Goal
Can you output, verbatim, the lines of the entries below, starting with the line that contains "Warehouse bin-picking: the next item to retrieve is the flower" and going on through the final line of the entries?

Dataset rows
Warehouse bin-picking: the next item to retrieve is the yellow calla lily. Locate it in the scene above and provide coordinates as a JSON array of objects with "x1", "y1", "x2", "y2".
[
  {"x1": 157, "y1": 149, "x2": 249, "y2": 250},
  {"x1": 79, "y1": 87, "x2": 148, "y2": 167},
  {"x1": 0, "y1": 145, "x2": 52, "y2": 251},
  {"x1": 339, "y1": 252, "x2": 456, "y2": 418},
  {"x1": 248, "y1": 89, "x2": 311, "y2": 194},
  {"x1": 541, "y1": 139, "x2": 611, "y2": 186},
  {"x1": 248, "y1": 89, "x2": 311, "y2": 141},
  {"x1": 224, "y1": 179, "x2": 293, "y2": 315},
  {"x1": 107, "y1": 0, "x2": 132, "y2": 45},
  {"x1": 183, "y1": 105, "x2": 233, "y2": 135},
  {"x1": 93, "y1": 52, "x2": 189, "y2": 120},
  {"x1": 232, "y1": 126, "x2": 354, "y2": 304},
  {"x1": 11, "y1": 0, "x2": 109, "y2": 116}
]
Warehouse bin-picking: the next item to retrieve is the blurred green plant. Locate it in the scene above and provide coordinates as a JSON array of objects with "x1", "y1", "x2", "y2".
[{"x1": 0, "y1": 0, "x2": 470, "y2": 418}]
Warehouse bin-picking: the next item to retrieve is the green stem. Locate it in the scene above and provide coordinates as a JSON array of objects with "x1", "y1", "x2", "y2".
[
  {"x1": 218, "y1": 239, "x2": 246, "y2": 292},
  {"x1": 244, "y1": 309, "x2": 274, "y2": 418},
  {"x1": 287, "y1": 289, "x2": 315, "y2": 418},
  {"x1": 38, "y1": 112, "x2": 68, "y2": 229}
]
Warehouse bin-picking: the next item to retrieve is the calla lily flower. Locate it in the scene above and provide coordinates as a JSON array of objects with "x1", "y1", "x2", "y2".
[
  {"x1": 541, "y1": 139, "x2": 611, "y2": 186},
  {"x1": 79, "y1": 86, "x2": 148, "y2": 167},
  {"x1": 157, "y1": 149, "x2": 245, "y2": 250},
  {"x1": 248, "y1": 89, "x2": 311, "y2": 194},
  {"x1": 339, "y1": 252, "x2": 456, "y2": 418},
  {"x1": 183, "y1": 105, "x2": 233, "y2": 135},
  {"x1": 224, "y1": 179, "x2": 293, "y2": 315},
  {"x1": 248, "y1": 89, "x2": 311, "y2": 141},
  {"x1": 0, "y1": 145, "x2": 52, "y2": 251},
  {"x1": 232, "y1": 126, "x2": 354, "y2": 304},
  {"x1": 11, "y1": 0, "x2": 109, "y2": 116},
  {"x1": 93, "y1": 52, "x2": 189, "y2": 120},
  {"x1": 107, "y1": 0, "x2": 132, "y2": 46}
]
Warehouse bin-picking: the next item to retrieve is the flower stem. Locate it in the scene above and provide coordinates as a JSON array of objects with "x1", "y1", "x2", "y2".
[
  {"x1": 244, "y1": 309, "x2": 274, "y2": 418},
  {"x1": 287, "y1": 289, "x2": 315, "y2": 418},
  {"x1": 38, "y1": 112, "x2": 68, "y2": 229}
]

Correct result
Warehouse bin-picking: the next item to retrieve is the flower stem. Locate it in the scene above and provide coordinates as a JSON array of objects with "x1", "y1", "x2", "y2".
[
  {"x1": 244, "y1": 309, "x2": 274, "y2": 418},
  {"x1": 287, "y1": 289, "x2": 315, "y2": 418},
  {"x1": 38, "y1": 112, "x2": 68, "y2": 229}
]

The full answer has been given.